───── QUOTED PASSAGE ─────
We generally released permanent power at a point of major completion of the job. (wall outlet and exterior fixtures in place, ceilng junction boxes could be left open as long as wire nutted and over 8 feet from the floor.

A construction power pole is often used for electrical power for construction. If the contractor wanted to use an extension cord to power the house panel, then the liability rests entirely on the contractor......and not the BO or BI


----------



## Durant

Here is the OSHA thing;

• Part Number: 1926

• Part Title: Safety and Health Regulations for Construction

• Subpart: K

• Subpart Title: Electrical

• Standard Number: 1926.416

• Title: General requirements.

• Applicable Standards: 1910.333; 1910.334

--------------------------------------------------------------------------------

1926.416(a)

Protection of employees -

1926.416(a)(1)

No employer shall permit an employee to work in such proximity to any part of an electric power circuit that the employee could contact the electric power circuit in the course of work, unless the employee is protected against electric shock by deenergizing the circuit and grounding it or by guarding it effectively by insulation or other means.

1926.416(a)(2)

In work areas where the exact location of underground electric powerlines is unknown, employees using jack-hammers, bars, or other hand tools which may contact a line shall be provided with insulated protective gloves.

1926.416(a)(3)

Before work is begun the employer shall ascertain by inquiry or direct observation, or by instruments, whether any part of an energized electric power circuit, exposed or concealed, is so located that the performance of the work may bring any person, tool, or machine into physical or electrical contact with the electric power circuit. The employer shall post and maintain proper warning signs where such a circuit exists. The employer shall advise employees of the location of such lines, the hazards involved, and the protective measures to be taken.
───── DATA SEGMENT ─────
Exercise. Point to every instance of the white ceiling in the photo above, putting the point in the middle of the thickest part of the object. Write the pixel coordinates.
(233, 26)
─────
CHALLENGES:
• a. Reproduce the construction power thread word for word between "In work areas" and "1926.416(a)(3)", inclusive.
• b. Continue the construction power thread from its last sentence.
The listing isn't needed for this work.

RESULTS BY TASK:
• a.
In work areas where the exact location of underground electric powerlines is unknown, employees using jack-hammers, bars, or other hand tools which may contact a line shall be provided with insulated protective gloves.

1926.416(a)(3)

• b.
By the way, 2009 IRC E3404.9/NEC 110.27 is a code requirement, not an option.  NEC Article 110, 110.1 states This article covers general requirements for the examination and approval (to me that means me and my building official). "I've been doing it this way for 27 years and never had a problem" is not an amendment to the codes.


----------



## rnapier

Here we use the NEC and we do approve the the service at the rough inspection. I require at least one gfi protected receptacle for temporary construction power. Outside of that no circuit can be connected that is not code compliant. So if there are circuits that are connected that are not adequately terminated in boxes with covers it will not pass.


----------



## Durant

Francis,

Please help me here.  I cannot find "E3601.8 Energizing service equipment."  in the 2000, 2003, 2006, or 2009 IRC.

E3601.7 is the last number in my 2009 IRC.

Thanks


----------



## Durant

Francis,

Ok, I found the problem.  The Virginia IRC was amended to add E3601.8, and it is not in the ICC IRC.

Thanks


----------



## DLN

I usually see the service inspections called in once the devices are all trimmed out, but from time to time it will be called in at the same time as the rough wiring inspection.  In that case, I will not allow any nonmetallic sheathed cable to be energized while it is exposed in unfinished walls.  If they want a temp power receptacle, I require it to be run in MC or conduit, if it is exposed to physical damage.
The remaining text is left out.